* **TEXT PROVIDED**
It uses past data to calculate the probability of a document belonging to a class.
It assumes that all words in a document are independent of each other.
This assumption is called the naive assumption.
Bayes Formula (Using a and b)
Let:
a = Class (Spam, Positive, etc.)
b = Document
Main formula:
P(a | b) = ( P(b | a) × P(a) ) / P(b)
Meaning:
Probability of class a when document b is given.
In practice, P(b) is same for all classes, so we use:
P(a | b) ∝ P(b | a) × P(a)
Word Independence Formula
If document b has words w1, w2, w3:
P(b | a) = P(w1 | a) × P(w2 | a) × P(w3 | a)
Final formula:
P(a | b) ∝ P(a) × ∏ P(wi | a)
Decision Rule
The class with highest probability is selected:
Class = max [ P(a) × ∏ P(wi | a) ]
Advantages and Limitations
Advantages:
-
Very fast
-
Works well for text
-
Easy to implement
Limitations:
-
Assumes words are independent
-
Zero probability problem
-
Lower accuracy for complex data
Support Vector Machine (SVM) for Text Classification
Basic Idea
SVM is a margin-based classifier.

* **TASK LIST**
**A.** Answer these questions from the classification notes above:
(i) What is the assumption that all words in a document are independent of each other called?
(ii) What reason do the classification notes give for dropping P(b) in practice?
(iii) What kind of classifier is SVM described as?
**B.** Collect every line of the records below that contains the string "indicate". Case counts.

Records from a collection:
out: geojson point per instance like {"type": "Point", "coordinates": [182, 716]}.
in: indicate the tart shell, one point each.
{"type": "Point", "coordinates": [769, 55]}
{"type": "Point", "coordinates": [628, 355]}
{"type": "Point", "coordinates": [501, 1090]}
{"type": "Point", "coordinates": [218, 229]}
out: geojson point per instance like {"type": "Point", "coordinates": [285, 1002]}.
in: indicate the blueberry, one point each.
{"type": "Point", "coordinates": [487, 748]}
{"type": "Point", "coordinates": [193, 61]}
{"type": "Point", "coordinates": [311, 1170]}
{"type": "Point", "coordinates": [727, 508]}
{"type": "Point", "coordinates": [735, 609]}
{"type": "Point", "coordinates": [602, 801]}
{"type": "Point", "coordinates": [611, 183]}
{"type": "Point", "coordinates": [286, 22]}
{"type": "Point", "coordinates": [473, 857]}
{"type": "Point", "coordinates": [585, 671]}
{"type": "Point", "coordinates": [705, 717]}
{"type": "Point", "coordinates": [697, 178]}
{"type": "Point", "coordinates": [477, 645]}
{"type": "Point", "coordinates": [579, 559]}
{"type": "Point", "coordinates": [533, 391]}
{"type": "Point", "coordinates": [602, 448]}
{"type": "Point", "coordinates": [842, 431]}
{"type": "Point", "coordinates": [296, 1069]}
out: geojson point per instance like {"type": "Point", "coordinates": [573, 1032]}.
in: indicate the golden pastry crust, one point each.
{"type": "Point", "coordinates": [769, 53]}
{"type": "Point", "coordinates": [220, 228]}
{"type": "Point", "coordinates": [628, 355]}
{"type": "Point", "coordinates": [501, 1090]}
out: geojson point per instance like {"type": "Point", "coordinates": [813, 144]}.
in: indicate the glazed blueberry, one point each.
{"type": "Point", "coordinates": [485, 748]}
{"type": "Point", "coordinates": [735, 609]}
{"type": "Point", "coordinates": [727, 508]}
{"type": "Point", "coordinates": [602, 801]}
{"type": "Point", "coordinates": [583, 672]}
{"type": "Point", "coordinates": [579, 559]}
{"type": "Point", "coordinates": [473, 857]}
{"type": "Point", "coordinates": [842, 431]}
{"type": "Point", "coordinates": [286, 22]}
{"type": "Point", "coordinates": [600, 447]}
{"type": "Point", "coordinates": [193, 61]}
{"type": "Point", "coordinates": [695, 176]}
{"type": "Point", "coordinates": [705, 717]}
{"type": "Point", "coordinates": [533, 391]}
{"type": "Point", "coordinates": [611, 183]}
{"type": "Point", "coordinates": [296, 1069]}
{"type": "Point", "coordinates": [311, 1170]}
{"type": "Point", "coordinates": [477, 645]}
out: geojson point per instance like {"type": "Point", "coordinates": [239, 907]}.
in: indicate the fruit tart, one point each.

* **SET OF ANSWERS**
**A.**
(i) The naive assumption.
(ii) P(b) is the same for all classes.
(iii) A margin-based classifier.

**B.**
in: indicate the tart shell, one point each.
in: indicate the blueberry, one point each.
in: indicate the golden pastry crust, one point each.
in: indicate the glazed blueberry, one point each.
in: indicate the fruit tart, one point each.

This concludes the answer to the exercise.